_Selected extract_:

Seen here in 1961 on Riverside Park’s old fifth-mile (the Agawam, Massachusetts track was later extended to a banked ¼-mile configuration) is Bobby Bard Sr.  Notching many wins at both Riverside Park (where he ranks 26th on the all-time winners list), and Plainville Stadium, he was a top New England Modified driver for decades. For a time, he also ran weekly at the Waterford Speedbowl when the facility assumed a UNITED sanction in 1975. (Shany Photo courtesy Tom Ormsby).  

Captured here during an early Modified outing, Richard "Toby" Tobias was a tremendous race car driver, an innovator, and remarkable fabricator. His career spanned nearly 3-decades, ending tragically with his death in a USAC sprint car race in 1978. His lifetime win total of over 300 races was celebrated in several different types of open wheel race cars. He became nationally known for his exploits on the USAC sprint car circuit, notching their 1972 "Rookie of the Year" title. However, he is perhaps known best to those of us in the Northeast as one of the greatest Modified drivers of his generation. (Photo courtesy Tom Ormsby).

_Tasks and exercises_:
**A.** Answer these questions using the racing photo captions above.
(i) What configuration was the Agawam, Massachusetts track later extended to?
(ii) Where does Bobby Bard Sr. rank on Riverside Park's all-time winners list?
(iii) In what year did Richard "Toby" Tobias win the USAC sprint car "Rookie of the Year" title?
**B.** Copy part of the racing photo captions word for word. Begin at the words "Seen here in" and stop after "(Shany Photo courtesy Tom Ormsby).".

_Data section_:

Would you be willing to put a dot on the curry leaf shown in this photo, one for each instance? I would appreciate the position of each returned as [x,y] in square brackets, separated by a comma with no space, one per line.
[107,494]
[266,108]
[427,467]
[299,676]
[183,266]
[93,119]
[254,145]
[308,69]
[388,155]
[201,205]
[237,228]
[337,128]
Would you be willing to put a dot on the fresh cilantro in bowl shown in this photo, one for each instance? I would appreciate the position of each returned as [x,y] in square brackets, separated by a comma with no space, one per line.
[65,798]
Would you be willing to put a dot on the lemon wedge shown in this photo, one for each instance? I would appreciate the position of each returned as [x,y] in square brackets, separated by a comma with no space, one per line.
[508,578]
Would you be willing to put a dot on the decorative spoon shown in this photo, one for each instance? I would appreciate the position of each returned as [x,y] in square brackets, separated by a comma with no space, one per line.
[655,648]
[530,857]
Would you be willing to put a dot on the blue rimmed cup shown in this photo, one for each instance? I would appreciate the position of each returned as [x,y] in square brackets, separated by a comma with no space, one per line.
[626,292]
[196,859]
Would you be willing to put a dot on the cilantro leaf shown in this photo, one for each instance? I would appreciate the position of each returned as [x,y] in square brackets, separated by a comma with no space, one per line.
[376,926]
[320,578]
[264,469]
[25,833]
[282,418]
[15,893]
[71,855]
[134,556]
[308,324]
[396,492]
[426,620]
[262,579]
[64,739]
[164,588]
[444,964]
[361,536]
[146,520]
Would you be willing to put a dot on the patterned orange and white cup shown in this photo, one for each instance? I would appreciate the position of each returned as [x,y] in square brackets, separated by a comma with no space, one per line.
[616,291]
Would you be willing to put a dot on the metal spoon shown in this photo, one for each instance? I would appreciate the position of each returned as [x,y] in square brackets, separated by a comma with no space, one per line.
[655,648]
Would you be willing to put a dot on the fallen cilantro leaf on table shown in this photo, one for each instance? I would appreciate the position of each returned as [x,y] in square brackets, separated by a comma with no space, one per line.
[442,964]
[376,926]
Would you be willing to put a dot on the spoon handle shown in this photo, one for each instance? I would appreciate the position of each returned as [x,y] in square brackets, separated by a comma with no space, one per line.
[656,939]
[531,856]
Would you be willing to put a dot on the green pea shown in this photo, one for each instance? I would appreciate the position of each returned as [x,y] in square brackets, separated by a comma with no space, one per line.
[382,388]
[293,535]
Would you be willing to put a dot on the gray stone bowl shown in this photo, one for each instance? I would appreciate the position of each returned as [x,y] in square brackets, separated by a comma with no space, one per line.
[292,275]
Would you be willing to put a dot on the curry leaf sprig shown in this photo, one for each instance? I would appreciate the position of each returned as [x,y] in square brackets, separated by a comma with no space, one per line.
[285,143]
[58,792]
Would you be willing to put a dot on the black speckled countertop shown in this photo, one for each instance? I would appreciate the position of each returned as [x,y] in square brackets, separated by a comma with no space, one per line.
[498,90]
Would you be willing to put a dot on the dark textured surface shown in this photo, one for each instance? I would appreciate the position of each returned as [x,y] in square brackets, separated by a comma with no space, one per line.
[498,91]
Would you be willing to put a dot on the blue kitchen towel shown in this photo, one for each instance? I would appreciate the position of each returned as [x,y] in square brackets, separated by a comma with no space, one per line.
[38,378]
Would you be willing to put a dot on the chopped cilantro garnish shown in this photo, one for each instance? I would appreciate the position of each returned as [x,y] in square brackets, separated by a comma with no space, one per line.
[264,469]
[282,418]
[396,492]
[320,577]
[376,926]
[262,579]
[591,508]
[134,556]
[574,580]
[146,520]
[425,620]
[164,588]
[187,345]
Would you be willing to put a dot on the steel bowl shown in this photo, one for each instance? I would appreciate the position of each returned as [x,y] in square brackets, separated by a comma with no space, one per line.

_Solutions per task_:
**A.**
(i) A banked ¼-mile configuration
(ii) 26th
(iii) 1972

**B.**
Seen here in 1961 on Riverside Park’s old fifth-mile (the Agawam, Massachusetts track was later extended to a banked ¼-mile configuration) is Bobby Bard Sr.  Notching many wins at both Riverside Park (where he ranks 26th on the all-time winners list), and Plainville Stadium, he was a top New England Modified driver for decades. For a time, he also ran weekly at the Waterford Speedbowl when the facility assumed a UNITED sanction in 1975. (Shany Photo courtesy Tom Ormsby).